◆ **Task 1**
Answer the following from the excerpt on fostering abused children:
(a) Which ministry does not believe in families fostering while they raise their own kids?
(b) How are foster homes with teenagers segregated, and what is the exception?
(c) If possible, what should be the child's only form of electronic entertainment?
◆ **Task 2**
Quote word for word from the excerpt on fostering abused children everything from "The basic idea" down to "value to God.".
◆ **Task 3**
Continue the excerpt on fostering abused children from the point where it stops.

◆ **Excerpt**
%%

If/when the kids are placed with you, a good pre-plan will help when the weirdness of a new situation makes your mind go blank. Have a list of rules handy, but do not go over them the minute the kid gets there. Give some time for adjustment and wait for an actual, obvious testing before you get too stern (some kids take 5 seconds to get there, but I always find it best to let them make the first move in getting 'real'). A child who has been in a bad situation for a period of time will be of greater concern. This child should be homeschooled and not allowed to join any groups where you would not be immediately present at all times. It is both a protection for her, and for the other kids. Abused children believe that kind of activity is normal, and so they will be both more susceptible to other perpetrators, and be likely to be perpetrate themselves. It is also best if she have her own room, though if that is not possible, you need to really make very clear to your kids that if something bad happens they are to come to you no matter what. The Pearls of No Greater Joy Ministries do not believe in families fostering while they raise their own kids, and this is a part of their reason why. Best case scenario is that the child you are taken in is the same age as or younger than your own children. And I personally would not take a teen aged boy (who has experienced prolonged abuse) if I had girls. Foster homes with teenagers are segregated by sex here, unless they are siblings.

The basic idea would be to re-program her. Show her first what normal affection looks like, what boundaries are, how to respect the wishes of others. These things seem common sense, but she has not experienced any of them. You will really have to monitor her television, music, and magazine exposure. In fact, if possible, make her only form of electronic entertainment praise and worship music that YOU have purchased. It will not be an instant change. You may not even see the fruit of your effort, but I think one counter point to the hard, scary, messiness of it is that this girl has a soul that is of unmeasurable value to God.

%%

◆ **Extracted records**

%%

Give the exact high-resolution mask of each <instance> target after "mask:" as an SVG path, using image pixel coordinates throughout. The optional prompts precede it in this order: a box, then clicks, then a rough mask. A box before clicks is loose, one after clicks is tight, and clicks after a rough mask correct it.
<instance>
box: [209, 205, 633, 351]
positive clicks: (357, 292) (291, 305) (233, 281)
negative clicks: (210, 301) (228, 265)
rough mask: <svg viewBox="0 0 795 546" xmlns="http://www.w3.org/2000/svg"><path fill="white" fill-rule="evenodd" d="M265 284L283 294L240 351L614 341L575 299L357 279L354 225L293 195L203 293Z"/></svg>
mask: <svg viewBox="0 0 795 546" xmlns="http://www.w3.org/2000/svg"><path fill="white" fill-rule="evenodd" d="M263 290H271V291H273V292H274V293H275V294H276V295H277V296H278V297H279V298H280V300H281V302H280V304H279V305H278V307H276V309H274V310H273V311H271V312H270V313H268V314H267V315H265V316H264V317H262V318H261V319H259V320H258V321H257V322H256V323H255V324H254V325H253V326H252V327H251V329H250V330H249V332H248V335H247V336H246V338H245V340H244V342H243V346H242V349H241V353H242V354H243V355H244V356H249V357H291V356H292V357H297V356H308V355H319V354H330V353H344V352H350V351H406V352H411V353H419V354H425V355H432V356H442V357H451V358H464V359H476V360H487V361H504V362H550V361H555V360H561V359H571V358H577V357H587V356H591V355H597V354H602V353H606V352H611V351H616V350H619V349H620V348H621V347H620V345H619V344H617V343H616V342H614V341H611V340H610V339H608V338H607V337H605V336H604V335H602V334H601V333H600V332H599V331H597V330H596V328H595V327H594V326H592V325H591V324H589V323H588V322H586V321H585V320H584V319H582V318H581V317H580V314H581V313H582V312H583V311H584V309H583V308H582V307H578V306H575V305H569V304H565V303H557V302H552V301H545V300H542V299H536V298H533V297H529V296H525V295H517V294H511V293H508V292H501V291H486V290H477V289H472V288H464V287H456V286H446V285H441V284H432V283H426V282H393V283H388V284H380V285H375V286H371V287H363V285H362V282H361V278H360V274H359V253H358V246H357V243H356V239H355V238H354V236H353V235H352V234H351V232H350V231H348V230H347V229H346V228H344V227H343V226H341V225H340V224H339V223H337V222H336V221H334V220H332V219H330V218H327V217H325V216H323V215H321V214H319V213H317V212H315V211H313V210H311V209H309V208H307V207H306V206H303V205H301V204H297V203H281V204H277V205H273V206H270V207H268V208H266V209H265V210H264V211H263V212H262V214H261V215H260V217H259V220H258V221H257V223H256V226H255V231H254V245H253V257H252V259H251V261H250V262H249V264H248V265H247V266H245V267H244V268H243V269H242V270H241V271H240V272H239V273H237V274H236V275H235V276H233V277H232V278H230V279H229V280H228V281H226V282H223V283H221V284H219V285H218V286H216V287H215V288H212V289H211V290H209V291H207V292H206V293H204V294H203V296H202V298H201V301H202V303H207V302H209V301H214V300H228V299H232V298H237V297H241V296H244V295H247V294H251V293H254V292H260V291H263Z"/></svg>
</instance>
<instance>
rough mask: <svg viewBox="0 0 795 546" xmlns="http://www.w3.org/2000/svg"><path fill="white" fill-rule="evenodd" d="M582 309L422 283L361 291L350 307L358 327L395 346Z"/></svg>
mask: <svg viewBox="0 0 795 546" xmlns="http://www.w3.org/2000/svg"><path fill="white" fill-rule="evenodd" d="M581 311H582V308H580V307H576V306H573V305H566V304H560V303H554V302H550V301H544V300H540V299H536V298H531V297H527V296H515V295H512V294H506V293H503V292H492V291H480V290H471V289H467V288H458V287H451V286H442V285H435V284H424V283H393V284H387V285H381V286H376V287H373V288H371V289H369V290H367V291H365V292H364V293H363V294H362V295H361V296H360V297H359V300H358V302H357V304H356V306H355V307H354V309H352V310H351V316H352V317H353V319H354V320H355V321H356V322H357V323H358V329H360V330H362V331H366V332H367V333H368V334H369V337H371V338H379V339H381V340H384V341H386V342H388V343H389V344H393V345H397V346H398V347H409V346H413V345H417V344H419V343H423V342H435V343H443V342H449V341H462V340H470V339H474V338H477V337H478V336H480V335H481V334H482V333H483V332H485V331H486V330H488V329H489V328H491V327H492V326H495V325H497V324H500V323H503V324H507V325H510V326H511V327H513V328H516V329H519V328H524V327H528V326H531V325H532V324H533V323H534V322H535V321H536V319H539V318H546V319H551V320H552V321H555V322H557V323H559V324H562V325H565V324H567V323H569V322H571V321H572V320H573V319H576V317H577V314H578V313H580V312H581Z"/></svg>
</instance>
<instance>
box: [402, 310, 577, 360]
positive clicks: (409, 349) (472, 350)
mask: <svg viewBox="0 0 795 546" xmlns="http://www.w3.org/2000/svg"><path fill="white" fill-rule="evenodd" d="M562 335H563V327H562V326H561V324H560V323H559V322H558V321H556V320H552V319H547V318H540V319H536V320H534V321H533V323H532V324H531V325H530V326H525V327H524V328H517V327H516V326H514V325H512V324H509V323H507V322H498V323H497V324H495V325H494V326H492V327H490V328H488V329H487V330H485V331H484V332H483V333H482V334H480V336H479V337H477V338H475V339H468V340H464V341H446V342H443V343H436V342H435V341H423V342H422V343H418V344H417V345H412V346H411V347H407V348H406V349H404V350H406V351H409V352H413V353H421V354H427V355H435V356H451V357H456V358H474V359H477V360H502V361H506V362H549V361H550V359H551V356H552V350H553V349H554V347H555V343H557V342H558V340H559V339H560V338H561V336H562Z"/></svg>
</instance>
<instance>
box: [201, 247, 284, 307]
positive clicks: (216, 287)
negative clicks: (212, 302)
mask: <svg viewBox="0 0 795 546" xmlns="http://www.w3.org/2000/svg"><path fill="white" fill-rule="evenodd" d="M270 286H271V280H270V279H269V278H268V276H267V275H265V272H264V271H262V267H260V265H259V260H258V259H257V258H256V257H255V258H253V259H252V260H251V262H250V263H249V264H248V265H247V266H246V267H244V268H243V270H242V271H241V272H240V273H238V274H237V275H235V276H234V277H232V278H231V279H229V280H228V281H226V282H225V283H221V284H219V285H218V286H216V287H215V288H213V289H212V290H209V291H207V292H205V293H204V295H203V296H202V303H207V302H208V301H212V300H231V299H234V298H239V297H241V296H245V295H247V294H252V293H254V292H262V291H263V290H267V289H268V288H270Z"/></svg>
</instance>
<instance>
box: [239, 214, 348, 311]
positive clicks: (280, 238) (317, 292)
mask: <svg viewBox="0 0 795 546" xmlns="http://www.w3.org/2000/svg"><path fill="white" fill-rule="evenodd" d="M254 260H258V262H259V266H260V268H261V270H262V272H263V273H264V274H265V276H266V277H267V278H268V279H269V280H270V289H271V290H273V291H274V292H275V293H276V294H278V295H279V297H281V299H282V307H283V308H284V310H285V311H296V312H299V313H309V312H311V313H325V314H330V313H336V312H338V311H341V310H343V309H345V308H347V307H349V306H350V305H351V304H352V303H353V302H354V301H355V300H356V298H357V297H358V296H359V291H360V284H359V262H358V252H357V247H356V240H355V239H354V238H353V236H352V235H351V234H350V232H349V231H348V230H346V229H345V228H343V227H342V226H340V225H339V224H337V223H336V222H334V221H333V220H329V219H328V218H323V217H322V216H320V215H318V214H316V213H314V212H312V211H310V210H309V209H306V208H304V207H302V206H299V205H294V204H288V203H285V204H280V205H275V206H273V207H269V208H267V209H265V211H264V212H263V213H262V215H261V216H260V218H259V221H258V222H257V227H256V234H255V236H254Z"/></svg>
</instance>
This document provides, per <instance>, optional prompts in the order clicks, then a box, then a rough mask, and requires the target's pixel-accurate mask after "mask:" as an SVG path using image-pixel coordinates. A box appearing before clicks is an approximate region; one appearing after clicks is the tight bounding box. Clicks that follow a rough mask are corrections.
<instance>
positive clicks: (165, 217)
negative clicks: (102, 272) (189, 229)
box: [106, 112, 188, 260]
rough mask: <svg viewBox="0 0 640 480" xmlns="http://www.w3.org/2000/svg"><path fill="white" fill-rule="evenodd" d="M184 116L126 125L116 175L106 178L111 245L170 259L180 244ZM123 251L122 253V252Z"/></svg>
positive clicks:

%%

◆ **Answer 1**
(a) The Pearls of No Greater Joy Ministries.
(b) They are segregated by sex, unless the teenagers are siblings.
(c) Praise and worship music that the foster parent has purchased.

◆ **Answer 2**
The basic idea would be to re-program her. Show her first what normal affection looks like, what boundaries are, how to respect the wishes of others. These things seem common sense, but she has not experienced any of them. You will really have to monitor her television, music, and magazine exposure. In fact, if possible, make her only form of electronic entertainment praise and worship music that YOU have purchased. It will not be an instant change. You may not even see the fruit of your effort, but I think one counter point to the hard, scary, messiness of it is that this girl has a soul that is of unmeasurable value to God.

◆ **Answer 3**
Children are not disposable, and the very best chance she has is with someone who loves her as Christ loves her and understand what happened isn't her fault, but will not let that be an excuse for allowing it to continue. You'll have to be simultaneously inhumanly compassionate and strict. A rigid schedule and lots of physical activity are your best bet. When she is left to figure out what to do next she will be most likely to get into trouble. You'll even have to structure her fun times because she will have to re-learn how to be 'normal'. The advantage you have over the caseworkers and psychologists is that the living God is both in you and with you, and that is the only real power to change anyone at all.

For a child who has had a fairly 'normal' life, things will be less rigid. A lot of choices will have to be weighted after arrival and the 'honeymoon' is over. And have a group of people who can help- church members, neighbors, other family. Just make sure they are not going to come in and stare like you have just moved in an alien from Mars, or ask 1,000 personal questions that are none of their business anyway. Print this out and give it to them.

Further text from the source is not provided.